Exercise task — Reproduce verbatim the lines of the records between the line holding "Could you point out the apartment" and the line holding "column 565, row 670", inclusive. Give those lines only.

Material to process —
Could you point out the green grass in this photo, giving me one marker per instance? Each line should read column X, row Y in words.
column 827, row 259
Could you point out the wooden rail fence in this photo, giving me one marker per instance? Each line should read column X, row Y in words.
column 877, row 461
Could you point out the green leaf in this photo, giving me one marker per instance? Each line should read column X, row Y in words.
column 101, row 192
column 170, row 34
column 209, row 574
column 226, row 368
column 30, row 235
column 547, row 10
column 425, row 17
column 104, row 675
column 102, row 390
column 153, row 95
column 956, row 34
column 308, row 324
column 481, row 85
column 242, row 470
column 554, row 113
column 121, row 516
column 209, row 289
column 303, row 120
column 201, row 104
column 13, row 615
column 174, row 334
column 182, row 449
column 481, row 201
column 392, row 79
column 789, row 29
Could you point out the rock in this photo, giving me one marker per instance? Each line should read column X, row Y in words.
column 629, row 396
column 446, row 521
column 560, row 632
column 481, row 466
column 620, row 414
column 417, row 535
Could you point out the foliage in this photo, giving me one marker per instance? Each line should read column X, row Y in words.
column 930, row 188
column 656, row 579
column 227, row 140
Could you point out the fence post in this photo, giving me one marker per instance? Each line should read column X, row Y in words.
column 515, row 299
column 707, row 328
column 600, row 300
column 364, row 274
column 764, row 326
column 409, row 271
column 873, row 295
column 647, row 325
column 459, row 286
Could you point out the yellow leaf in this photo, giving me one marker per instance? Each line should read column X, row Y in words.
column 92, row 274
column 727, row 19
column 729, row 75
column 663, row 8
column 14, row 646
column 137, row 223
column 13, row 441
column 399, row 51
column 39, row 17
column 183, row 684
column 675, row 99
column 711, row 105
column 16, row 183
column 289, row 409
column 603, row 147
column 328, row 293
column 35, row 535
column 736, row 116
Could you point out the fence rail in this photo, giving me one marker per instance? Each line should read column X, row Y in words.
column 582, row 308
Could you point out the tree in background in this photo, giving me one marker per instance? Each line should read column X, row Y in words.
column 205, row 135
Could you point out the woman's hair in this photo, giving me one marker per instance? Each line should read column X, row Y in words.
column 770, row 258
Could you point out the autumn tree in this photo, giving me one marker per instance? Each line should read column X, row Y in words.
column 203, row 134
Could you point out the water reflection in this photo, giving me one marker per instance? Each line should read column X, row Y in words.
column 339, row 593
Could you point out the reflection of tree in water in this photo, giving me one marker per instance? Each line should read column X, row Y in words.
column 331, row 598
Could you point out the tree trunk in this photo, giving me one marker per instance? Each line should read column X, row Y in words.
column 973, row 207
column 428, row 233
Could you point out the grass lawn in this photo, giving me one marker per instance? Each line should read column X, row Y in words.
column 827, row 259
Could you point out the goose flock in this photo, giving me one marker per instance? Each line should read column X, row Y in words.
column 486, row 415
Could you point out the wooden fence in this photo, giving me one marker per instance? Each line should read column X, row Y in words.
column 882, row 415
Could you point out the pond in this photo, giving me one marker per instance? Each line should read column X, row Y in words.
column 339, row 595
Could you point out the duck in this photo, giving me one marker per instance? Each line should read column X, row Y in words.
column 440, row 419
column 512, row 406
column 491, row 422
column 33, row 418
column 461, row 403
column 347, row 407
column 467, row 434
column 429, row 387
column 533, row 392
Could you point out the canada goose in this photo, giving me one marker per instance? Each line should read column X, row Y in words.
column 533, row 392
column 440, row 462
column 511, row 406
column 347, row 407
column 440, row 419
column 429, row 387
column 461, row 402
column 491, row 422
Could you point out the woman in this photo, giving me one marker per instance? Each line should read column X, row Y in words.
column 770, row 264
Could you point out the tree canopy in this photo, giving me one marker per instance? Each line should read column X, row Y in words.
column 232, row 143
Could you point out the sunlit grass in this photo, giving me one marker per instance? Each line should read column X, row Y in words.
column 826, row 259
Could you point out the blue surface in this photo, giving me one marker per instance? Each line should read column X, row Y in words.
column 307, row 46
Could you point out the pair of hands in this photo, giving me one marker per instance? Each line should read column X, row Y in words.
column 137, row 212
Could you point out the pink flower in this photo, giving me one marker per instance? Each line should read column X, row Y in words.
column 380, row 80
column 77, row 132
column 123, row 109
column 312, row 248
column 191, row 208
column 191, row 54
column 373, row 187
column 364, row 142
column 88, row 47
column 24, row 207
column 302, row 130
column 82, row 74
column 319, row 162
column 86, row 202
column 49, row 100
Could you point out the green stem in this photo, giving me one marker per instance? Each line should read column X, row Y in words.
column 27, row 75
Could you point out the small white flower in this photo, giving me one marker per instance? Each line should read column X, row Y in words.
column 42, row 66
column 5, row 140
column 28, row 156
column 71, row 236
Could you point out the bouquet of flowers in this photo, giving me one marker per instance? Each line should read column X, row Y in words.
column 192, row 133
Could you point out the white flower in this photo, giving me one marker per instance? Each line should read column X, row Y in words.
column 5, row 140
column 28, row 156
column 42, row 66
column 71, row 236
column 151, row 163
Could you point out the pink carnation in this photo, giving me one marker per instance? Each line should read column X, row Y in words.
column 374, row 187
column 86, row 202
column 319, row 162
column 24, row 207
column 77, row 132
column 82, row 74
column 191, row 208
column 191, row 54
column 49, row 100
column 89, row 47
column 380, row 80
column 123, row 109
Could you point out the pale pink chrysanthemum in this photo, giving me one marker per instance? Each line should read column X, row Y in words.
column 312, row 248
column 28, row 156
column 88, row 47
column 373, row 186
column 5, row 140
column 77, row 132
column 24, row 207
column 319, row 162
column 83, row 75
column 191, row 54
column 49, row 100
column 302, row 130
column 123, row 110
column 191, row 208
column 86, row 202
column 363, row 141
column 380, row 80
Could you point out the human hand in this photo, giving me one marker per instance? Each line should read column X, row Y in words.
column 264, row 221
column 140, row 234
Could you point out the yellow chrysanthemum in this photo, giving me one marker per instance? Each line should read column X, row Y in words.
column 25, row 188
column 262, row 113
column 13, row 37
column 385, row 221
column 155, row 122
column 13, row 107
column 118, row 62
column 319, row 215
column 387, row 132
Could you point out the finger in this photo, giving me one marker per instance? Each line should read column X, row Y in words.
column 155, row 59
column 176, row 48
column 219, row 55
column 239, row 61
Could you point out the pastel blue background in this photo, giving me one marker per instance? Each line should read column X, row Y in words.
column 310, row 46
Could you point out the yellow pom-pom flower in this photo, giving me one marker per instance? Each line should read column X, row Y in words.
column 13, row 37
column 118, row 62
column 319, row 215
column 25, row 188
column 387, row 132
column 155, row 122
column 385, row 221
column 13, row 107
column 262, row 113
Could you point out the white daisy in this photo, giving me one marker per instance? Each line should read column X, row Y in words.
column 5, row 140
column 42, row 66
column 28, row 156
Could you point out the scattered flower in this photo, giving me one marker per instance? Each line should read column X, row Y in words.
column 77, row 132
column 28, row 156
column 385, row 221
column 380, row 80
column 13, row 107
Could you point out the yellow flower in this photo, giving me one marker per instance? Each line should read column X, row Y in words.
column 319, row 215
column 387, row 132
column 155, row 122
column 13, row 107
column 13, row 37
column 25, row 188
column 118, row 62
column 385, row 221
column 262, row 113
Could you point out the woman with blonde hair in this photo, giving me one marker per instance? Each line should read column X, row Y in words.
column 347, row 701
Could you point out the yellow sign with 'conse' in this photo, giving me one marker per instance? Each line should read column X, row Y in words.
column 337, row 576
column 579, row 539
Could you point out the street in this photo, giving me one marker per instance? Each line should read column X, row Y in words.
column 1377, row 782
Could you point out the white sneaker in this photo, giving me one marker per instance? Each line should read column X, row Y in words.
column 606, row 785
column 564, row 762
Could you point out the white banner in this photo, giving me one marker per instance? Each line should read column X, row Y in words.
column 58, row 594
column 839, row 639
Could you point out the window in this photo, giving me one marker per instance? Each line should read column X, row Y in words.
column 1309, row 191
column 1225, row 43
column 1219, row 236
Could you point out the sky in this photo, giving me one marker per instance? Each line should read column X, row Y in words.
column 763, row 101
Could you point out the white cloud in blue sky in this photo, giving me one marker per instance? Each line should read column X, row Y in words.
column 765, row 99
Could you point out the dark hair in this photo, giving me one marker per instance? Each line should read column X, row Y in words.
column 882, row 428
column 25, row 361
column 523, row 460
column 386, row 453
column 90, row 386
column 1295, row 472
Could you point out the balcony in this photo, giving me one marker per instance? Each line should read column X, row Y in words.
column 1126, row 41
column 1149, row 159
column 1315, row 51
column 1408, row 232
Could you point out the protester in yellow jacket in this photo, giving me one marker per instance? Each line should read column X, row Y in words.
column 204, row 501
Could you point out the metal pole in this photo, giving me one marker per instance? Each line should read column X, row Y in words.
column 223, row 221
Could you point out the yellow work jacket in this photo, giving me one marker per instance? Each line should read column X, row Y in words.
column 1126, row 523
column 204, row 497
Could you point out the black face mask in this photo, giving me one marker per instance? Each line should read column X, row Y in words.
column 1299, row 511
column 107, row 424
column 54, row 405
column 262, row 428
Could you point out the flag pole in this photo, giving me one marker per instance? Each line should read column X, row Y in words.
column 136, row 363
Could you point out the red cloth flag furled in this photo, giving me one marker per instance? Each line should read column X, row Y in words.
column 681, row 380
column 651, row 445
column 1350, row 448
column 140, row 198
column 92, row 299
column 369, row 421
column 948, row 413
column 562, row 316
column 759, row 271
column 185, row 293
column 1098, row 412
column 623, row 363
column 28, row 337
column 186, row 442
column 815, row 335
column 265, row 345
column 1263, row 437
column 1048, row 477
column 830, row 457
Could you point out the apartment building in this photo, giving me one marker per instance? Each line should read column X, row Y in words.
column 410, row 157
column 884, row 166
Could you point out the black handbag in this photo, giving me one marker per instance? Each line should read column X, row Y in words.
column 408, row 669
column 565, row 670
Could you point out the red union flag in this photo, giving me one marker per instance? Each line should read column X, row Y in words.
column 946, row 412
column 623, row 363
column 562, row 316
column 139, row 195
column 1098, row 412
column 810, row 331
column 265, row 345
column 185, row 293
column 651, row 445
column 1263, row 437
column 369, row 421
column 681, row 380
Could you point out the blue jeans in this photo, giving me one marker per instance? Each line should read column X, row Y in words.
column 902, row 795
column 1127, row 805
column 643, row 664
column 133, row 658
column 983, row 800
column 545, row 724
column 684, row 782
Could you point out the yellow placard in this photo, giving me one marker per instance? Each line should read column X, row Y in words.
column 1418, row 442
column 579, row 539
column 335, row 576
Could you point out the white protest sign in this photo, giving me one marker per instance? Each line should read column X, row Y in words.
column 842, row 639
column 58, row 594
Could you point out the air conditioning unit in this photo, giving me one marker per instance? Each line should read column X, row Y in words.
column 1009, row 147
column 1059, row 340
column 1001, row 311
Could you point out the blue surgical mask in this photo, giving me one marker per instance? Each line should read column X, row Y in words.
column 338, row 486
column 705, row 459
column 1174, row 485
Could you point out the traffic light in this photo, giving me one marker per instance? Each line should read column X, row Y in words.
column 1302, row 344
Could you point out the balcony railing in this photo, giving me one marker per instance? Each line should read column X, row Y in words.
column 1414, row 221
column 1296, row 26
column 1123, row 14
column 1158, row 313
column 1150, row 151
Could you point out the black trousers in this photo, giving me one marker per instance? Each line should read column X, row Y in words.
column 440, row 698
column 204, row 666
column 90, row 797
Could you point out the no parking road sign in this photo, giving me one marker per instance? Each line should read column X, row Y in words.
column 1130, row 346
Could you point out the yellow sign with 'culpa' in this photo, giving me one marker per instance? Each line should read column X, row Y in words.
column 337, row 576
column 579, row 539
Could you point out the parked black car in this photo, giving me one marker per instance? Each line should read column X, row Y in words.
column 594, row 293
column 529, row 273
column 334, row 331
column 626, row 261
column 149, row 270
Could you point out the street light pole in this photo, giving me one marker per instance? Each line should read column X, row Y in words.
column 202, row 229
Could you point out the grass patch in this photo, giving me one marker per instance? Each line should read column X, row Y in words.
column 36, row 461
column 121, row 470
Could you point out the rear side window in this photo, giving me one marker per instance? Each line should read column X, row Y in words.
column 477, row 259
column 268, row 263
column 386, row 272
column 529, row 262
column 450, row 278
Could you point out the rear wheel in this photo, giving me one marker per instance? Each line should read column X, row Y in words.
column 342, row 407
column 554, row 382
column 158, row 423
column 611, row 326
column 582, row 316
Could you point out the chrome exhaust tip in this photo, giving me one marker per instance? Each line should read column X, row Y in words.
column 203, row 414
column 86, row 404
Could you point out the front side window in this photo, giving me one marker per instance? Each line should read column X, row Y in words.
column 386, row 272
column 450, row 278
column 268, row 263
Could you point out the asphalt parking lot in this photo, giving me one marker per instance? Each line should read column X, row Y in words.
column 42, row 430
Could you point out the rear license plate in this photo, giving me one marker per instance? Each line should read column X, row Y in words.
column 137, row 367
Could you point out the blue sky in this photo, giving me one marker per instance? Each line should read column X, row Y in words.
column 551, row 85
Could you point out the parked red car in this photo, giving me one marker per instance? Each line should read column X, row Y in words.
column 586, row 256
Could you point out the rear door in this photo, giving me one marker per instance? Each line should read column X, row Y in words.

Result for this task —
Could you point out the apartment building in this photo, giving me one marker per instance? Each line should read column X, row Y in words.
column 410, row 157
column 884, row 166
Could you point out the black handbag in this photo, giving me one marker per instance? Each line should read column X, row Y in words.
column 408, row 669
column 565, row 670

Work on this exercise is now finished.